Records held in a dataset
==================================================
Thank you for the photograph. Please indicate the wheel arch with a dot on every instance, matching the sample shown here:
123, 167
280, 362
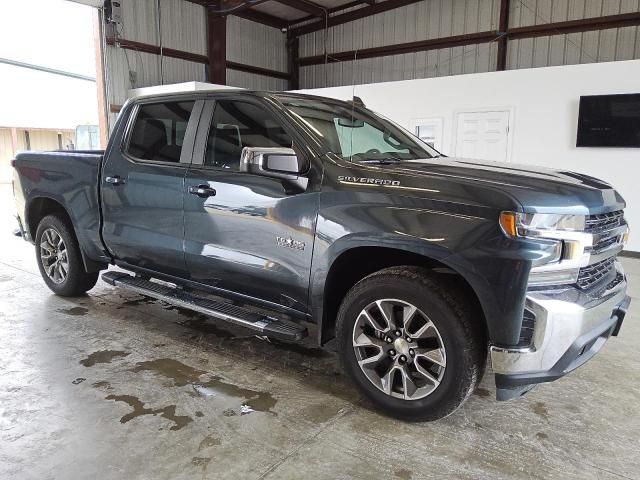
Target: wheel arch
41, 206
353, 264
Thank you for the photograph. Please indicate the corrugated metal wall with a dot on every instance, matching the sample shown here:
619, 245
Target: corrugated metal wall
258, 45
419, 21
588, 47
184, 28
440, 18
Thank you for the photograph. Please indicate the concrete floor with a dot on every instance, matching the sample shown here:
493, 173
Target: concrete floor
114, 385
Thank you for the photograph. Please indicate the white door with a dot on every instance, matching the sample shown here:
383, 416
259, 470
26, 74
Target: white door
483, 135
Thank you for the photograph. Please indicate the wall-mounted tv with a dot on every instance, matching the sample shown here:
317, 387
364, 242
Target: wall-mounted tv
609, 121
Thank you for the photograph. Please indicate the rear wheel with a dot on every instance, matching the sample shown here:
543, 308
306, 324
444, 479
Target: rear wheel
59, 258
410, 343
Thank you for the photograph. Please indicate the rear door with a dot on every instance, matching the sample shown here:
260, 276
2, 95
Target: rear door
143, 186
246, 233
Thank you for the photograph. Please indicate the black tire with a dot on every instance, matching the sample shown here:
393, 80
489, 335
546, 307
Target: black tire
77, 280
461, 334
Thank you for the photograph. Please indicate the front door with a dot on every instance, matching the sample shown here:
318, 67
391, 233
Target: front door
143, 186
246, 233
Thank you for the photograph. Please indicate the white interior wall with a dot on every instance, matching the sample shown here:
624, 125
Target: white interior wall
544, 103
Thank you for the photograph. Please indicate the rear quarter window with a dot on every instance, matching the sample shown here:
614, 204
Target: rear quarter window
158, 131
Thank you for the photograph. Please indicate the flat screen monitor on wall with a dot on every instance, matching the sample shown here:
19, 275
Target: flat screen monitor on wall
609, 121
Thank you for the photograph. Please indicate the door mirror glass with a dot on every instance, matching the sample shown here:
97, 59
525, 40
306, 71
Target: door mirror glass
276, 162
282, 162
==================================================
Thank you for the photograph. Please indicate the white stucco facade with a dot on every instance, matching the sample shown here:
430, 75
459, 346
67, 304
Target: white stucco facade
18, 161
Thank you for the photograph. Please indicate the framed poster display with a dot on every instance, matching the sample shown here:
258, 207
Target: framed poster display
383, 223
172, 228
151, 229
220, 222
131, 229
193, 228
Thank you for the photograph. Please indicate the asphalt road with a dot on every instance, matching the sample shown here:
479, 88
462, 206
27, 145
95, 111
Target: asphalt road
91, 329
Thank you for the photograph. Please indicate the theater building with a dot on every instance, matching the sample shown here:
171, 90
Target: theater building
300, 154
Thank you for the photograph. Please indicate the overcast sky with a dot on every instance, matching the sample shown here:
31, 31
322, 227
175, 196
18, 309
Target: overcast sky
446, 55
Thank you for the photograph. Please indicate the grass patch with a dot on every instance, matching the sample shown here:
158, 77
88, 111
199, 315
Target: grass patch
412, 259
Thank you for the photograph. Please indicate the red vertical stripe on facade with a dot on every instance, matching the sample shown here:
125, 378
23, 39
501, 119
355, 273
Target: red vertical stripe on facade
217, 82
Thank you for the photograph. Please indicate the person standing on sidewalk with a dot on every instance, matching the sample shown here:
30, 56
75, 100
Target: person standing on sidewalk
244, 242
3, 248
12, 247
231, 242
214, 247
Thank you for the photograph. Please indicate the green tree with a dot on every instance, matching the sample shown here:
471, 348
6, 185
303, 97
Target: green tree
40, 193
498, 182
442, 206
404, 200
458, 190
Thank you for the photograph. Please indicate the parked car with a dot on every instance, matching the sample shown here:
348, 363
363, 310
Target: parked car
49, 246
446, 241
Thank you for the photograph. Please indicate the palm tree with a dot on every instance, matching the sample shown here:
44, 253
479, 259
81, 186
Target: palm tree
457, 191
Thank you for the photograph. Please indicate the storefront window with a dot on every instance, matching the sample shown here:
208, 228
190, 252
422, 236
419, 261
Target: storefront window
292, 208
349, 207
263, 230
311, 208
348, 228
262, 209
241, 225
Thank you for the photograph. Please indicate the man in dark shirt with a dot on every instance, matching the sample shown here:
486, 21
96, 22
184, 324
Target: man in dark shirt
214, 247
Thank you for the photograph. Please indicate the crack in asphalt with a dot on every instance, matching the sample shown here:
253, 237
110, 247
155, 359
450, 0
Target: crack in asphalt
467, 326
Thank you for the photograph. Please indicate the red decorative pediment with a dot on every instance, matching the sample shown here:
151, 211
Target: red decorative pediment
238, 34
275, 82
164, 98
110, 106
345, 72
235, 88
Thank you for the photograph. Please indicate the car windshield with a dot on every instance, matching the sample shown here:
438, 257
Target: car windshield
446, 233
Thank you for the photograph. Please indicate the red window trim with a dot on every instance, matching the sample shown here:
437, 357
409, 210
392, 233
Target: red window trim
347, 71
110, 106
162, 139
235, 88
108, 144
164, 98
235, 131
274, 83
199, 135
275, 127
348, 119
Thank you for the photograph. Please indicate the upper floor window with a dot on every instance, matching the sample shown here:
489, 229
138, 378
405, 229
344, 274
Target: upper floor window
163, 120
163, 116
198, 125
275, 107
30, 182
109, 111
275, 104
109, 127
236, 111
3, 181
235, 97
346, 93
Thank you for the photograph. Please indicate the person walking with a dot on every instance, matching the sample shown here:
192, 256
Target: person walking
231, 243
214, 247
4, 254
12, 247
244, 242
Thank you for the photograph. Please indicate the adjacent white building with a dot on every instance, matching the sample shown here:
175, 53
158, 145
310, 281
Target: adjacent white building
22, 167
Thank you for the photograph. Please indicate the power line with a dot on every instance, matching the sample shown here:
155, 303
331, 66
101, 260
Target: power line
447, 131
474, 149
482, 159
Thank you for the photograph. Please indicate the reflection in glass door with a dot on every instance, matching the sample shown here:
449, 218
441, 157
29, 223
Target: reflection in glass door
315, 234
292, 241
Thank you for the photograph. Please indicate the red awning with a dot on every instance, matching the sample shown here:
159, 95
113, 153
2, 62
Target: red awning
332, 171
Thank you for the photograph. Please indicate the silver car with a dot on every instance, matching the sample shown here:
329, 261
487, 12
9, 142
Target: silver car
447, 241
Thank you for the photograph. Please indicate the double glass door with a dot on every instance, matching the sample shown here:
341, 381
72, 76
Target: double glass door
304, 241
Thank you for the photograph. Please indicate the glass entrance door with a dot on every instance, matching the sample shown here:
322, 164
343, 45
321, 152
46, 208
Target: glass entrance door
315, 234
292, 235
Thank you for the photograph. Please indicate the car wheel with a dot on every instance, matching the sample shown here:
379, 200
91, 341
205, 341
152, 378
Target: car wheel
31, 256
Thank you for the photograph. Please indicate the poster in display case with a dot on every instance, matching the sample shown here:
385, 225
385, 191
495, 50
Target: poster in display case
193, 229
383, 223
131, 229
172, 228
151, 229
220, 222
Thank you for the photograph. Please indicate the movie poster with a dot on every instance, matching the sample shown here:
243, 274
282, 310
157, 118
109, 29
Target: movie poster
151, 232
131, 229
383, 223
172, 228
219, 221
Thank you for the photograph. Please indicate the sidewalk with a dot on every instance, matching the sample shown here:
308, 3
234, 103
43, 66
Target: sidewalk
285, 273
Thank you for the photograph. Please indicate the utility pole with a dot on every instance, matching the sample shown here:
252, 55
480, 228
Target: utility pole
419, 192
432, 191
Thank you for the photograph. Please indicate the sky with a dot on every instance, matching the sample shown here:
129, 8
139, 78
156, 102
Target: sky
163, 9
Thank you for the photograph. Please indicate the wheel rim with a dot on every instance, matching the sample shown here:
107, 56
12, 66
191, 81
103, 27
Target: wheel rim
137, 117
==================================================
Request: Please gather every line of the material above that contains the string "mounted".

Written response:
Thank you for the photograph. Please indicate the wall-mounted tv with a dot on every instance, matching the sample shown here:
Target: wall-mounted tv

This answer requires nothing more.